(Beginning of Provided text)

So, see, when the layout of a chip is created; so when I say layout of the chip is created it is through the entire back end design process. So, from the netlist that you get from the front end design, we can do some circuit partitioning, then we can do possibly floor planning and placement routing and then the final layout right, this is what the final layout of the chip will look like and the layout must satisfy 2 constraints. See the first is called geometric constraints, these are something which we shall be discussing in some detail later; geometric constraints says that this cells obliviously have to be non over lapping, and there has to be sufficient space in between for routablity; like when we say geometric constraints it is not just the cells or the blocks, it is means even it can go down to the lowest level when we consider the final layout of chip.

Now in the final layout of the chip we have the different layers as I had mentioned if you recall, so there the basic features will look like to rectangular regions, and this regions may exist in the poly silicon layer, diffusion layer, metal various layers of metal and so on. So, finally, we have some rectangular regions. So, some of the constraint that may arise at this layer may be like.

(End of Provided text)
(Beginning of Information supplied)

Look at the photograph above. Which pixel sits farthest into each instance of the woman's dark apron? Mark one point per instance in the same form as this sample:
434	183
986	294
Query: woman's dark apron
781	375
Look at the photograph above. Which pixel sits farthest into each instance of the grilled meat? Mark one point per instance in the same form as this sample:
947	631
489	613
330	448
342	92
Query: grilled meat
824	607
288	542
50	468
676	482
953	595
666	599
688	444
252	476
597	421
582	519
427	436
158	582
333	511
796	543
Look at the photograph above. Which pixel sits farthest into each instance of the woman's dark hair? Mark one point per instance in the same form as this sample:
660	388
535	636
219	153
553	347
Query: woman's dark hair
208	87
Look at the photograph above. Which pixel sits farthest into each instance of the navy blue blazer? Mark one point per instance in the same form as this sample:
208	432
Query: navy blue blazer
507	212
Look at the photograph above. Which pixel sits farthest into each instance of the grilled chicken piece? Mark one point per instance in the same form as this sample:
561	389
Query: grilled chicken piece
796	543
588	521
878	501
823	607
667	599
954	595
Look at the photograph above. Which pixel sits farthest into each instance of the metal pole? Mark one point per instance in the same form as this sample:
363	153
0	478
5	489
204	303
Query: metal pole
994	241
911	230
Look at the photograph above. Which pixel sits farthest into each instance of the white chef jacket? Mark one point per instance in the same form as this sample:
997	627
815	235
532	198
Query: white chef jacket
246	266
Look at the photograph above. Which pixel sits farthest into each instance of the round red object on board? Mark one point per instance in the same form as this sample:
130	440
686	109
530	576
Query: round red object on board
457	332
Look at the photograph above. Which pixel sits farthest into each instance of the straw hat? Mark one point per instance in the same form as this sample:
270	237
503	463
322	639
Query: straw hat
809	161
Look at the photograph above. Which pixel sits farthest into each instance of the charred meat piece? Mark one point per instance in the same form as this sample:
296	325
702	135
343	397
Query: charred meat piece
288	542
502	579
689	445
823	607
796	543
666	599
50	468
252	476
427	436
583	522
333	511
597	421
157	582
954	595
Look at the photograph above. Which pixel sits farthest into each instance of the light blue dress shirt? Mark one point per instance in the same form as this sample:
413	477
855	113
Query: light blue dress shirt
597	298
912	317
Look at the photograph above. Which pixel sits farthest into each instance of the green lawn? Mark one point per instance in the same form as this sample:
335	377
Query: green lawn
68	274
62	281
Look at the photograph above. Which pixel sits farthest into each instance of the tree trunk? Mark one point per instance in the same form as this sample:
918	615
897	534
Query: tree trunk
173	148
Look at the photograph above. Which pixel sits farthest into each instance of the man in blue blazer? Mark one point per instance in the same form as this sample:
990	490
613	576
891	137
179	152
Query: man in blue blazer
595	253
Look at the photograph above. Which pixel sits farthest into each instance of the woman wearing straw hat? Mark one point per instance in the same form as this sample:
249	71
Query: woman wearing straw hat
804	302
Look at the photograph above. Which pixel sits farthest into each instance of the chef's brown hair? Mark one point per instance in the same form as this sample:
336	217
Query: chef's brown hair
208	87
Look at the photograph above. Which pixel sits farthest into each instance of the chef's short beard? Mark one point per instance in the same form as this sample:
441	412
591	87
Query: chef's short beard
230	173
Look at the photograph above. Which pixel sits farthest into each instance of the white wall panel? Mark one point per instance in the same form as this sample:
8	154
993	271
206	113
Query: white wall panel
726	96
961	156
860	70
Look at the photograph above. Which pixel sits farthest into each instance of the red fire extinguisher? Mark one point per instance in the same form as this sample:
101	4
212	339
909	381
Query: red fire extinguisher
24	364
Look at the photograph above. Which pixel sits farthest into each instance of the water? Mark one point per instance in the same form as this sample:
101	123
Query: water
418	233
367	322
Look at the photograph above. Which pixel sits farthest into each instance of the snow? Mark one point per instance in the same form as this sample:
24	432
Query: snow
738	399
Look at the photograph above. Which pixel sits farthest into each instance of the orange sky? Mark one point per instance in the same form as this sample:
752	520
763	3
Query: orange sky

(End of Information supplied)

[Tasks to perform]
1. In the chip layout text, what does the geometric constraint require of the cells?
2. Continue the text on chip layout from where it stops.
The rows are separate material and are not part of the chip layout text.

[Answers by task]
1. The cells must not overlap, and there must be enough space between them for routing.

2.
(Refer Slide Time: 03:35)



Let us say I have 2 lines may be this may represent interconnections running parallel to each other. There are 2 things what is the width of this lines? Because width of this line will determine what will be the resistance of this lines R 1 and R 2 right. Secondly, the separation between these 2 lines, the separation of these 2 lines will determine the

capacitance between these 2 running wires. So, basically as I mentioned earlier that when we have a long transmission link, the RC delay comes into the picture and there are some approximate ways to model this delays like the lmo delay model.

So, similarly here also when some wires are laid out, there can be some RC delays and this delays will be dependent up on the width of the wires of course, the lengths. So, what will be length of the wires and this separation from some other parallel wire that will determine the inter wire capacitance right fine. So, this will be the first kind of constraint the geometric constraint, and the second kind of constraint we have already talked about earlier that when you have this storage cell in the system, the flip flops or the latches. So, these storage elements will have some inherent setup and hold requirements. So, you recall what was the setup time? So whenever clock edge comes, how much before that I must make my input stable that is the setup time. And the hold times says after the clock edge, how much more time I should keep my data stable otherwise the flip flop may behave incorrectly right.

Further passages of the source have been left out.